>>
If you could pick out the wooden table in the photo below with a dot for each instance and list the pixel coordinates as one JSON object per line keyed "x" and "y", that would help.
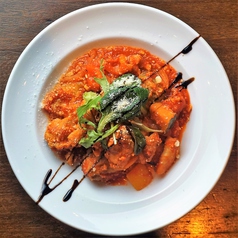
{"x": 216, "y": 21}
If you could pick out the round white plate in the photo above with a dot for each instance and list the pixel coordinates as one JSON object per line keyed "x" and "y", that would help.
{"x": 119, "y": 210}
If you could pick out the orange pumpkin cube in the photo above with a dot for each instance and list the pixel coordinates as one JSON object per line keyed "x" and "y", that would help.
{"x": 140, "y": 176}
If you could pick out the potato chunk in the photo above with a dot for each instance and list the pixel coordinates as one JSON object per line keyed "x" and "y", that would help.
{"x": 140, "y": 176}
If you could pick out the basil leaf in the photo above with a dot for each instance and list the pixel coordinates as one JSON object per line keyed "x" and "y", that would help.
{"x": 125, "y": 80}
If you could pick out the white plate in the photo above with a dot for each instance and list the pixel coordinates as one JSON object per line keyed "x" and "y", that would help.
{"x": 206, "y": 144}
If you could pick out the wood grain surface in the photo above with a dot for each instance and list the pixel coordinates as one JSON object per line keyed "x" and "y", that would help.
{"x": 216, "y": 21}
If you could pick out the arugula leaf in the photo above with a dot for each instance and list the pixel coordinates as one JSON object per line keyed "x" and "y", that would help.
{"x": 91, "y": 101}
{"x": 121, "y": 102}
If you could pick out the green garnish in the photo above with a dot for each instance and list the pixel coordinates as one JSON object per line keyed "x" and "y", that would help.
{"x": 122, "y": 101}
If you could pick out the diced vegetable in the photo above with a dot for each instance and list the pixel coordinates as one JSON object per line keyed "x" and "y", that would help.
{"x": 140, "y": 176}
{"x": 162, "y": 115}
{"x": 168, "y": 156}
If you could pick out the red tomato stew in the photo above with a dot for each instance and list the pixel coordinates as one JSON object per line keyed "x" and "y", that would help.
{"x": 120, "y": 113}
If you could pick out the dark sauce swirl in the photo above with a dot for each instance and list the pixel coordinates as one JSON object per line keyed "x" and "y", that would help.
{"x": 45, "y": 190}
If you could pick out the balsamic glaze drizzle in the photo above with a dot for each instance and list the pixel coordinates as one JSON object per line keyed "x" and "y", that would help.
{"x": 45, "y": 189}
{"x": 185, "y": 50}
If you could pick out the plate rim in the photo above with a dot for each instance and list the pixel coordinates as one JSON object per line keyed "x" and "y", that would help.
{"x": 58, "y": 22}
<<
Given request: Make an exact copy of every record, pictures excluded.

Solution to this task:
If you could pick out the wooden table in the photo below with a dot for each instance and list the pixel coordinates as one JSON object per line keyed "x" and "y", that would help.
{"x": 216, "y": 21}
If you could pick out the round white plate in the photo above with a dot for each instance and list the pixel coordinates as one JSON object per line keyed "x" and "y", that would help.
{"x": 119, "y": 210}
If you could pick out the orange pumpkin cube in the photo above with a dot for each instance and list the pixel coordinates as one JSON object per line keyed "x" and "y", that would help.
{"x": 140, "y": 176}
If you could pick out the potato chunk in the photo above with a dot for each instance and list the pixel coordinates as one JSON object per line keyed "x" and "y", that would help.
{"x": 140, "y": 176}
If you could pick out the basil leaf in the photo above with a dot for each instance and list the pixel coordinates as one JSON object per line keyed "x" and "y", that would help.
{"x": 125, "y": 80}
If you could pick out the white plate in the photo above with a dot for each instance and list the pixel coordinates as one JSON object per line keyed "x" and "y", that would help.
{"x": 206, "y": 144}
If you could pick out the wood grain surface in the photo above with a dot for each instance and list the pixel coordinates as one JSON object per line keyed "x" and "y", that would help.
{"x": 216, "y": 21}
If you could pick out the arugula leaf in the photo above with a dot for each instance and list the pixel coordinates as one JSON object per line keyed "x" and "y", that would help.
{"x": 91, "y": 101}
{"x": 121, "y": 102}
If you could pick out the green garnish in the photo above with a dot for each instance and list the pixel coordinates as one JSON object per line keyed "x" and "y", that would help.
{"x": 122, "y": 101}
If you could pick out the diced vegetable in the photo above with a dot for each instance and list the pixel coordinates as one JSON object per line keyed "x" and "y", that would help.
{"x": 140, "y": 176}
{"x": 162, "y": 115}
{"x": 168, "y": 156}
If you could pick out the red tomato stew in the photo above with a dot for each instance and list the pixel coordinates as one JSON object per line keyed "x" and "y", that would help.
{"x": 120, "y": 113}
If you could pick out the dark sauce swirl in the photo above with a dot for each instance and list the pixel coordinates as one JSON object per line keyed "x" and "y", that would help.
{"x": 45, "y": 190}
If you could pick out the balsamic glaze drizzle in the photo above with a dot for each instance and list the pixel coordinates as one JSON object per line keyed "x" and "y", that would help.
{"x": 45, "y": 189}
{"x": 185, "y": 50}
If you could pick out the plate rim in the photo above with a dot for each instance and list the pixel coordinates as one JSON object per line keyed "x" and "y", that would help.
{"x": 58, "y": 22}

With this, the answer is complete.